▶ _YOUR OBJECTIVE_
State the number of lines in the following data that contain the string "window", and nothing else.

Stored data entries

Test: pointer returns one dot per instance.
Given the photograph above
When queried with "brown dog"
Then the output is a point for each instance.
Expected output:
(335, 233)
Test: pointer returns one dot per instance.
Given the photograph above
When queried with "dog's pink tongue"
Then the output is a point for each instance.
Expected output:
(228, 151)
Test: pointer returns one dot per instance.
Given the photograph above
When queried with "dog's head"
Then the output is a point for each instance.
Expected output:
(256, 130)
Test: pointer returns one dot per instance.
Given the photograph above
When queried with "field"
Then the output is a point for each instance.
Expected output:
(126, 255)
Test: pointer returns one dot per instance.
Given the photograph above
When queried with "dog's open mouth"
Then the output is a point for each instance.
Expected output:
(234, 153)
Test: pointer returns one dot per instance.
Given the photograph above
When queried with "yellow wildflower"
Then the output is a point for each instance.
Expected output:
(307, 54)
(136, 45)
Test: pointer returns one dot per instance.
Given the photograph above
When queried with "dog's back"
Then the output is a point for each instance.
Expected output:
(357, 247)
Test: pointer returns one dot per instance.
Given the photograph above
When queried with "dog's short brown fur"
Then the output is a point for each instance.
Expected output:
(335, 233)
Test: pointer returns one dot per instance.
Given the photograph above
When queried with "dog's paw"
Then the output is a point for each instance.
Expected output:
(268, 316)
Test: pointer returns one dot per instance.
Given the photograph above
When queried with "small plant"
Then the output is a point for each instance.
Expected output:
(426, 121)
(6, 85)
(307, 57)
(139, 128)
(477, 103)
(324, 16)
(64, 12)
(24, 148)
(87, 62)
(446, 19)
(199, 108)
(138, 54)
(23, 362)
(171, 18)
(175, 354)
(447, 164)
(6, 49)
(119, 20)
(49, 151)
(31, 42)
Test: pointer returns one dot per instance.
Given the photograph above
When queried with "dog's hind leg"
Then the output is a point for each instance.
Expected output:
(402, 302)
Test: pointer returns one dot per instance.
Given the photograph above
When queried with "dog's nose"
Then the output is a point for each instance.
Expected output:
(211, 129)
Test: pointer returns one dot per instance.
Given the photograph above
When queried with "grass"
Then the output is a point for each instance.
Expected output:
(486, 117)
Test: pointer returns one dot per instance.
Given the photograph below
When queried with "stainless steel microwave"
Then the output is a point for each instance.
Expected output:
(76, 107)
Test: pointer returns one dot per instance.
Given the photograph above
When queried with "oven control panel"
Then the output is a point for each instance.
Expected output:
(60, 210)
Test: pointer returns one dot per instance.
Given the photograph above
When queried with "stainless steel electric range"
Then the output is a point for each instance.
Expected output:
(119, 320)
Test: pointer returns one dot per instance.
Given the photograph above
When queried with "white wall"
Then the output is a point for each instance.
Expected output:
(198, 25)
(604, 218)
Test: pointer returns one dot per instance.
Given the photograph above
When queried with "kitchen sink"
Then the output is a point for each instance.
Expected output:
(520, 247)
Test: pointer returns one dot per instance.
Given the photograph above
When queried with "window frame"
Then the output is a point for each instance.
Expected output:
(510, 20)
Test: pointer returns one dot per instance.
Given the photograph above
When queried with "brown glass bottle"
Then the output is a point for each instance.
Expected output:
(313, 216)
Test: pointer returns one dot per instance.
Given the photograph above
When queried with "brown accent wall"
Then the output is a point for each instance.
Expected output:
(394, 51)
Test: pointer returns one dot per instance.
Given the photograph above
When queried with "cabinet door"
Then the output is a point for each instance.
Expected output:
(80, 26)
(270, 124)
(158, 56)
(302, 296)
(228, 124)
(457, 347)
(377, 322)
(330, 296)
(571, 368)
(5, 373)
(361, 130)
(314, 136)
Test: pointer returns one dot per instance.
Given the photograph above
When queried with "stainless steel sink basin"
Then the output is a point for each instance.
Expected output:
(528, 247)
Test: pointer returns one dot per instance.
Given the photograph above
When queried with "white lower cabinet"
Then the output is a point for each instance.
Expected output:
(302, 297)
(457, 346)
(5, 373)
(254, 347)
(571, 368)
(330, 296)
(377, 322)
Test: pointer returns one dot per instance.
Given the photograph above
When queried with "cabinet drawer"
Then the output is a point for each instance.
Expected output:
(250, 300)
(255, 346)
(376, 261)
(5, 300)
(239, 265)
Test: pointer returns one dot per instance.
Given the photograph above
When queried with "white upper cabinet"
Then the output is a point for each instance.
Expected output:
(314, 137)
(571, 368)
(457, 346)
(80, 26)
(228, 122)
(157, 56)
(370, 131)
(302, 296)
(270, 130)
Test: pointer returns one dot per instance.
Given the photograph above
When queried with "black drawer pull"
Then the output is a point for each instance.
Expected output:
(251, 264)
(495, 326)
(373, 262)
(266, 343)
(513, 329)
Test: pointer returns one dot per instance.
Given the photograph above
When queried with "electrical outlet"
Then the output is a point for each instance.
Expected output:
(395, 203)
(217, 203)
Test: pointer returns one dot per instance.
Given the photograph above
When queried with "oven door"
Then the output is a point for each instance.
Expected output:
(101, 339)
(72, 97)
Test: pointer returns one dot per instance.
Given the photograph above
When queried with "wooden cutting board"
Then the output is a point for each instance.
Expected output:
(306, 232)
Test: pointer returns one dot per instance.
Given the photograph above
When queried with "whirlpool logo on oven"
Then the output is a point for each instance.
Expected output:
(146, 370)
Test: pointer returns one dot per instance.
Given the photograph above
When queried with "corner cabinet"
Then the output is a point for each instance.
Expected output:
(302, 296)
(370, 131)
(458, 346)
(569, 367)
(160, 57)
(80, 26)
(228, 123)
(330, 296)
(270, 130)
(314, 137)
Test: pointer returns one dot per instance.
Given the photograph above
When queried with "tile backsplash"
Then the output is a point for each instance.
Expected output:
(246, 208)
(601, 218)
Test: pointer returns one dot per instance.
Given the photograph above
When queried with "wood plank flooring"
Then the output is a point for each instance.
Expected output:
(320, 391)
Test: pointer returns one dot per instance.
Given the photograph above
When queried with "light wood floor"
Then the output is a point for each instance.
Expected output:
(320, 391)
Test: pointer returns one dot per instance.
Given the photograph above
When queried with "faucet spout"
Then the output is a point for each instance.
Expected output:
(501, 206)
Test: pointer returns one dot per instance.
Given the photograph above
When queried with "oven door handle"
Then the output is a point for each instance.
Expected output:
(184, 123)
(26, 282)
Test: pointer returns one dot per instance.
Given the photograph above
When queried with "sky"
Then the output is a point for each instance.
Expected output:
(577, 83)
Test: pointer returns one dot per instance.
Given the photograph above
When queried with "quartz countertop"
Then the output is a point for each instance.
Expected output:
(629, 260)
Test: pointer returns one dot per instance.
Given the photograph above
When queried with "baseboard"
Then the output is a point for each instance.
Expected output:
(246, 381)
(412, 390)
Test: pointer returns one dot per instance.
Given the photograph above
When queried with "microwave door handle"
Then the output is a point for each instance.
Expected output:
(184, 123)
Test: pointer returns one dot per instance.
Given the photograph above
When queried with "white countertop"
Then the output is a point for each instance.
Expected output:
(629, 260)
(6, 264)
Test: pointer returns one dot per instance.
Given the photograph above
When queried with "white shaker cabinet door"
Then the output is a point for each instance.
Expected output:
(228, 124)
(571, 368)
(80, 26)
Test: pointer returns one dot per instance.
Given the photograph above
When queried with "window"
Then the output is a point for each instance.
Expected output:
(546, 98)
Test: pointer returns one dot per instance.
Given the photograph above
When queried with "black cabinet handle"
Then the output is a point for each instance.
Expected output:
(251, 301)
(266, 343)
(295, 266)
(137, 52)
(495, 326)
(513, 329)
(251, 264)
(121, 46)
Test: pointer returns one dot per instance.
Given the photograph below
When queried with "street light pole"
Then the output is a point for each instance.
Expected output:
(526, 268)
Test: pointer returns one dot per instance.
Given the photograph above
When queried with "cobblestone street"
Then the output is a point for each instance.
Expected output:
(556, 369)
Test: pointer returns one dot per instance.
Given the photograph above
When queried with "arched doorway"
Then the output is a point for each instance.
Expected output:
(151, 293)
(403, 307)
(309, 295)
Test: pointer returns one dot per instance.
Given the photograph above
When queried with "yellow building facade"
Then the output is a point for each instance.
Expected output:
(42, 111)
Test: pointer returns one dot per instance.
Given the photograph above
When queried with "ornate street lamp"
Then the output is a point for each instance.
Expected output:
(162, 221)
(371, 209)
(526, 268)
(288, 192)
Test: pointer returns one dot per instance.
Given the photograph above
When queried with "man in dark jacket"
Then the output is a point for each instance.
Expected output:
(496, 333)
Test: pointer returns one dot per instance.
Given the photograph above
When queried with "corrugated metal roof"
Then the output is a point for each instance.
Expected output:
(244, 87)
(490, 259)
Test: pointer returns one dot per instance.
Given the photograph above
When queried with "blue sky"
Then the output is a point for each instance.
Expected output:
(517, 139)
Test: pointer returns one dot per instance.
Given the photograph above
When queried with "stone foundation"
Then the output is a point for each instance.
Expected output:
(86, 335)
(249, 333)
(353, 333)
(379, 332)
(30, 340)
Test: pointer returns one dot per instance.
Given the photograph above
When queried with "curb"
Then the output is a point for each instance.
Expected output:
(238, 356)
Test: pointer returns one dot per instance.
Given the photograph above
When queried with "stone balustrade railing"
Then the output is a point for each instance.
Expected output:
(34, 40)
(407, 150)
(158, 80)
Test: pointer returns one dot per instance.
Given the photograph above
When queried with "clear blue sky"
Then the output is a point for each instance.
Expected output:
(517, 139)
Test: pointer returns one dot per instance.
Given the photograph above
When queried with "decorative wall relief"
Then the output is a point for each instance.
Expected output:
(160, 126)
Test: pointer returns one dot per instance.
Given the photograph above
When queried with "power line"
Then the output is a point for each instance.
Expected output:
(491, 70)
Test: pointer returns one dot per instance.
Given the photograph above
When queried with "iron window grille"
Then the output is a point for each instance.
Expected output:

▶ _REPLY_
3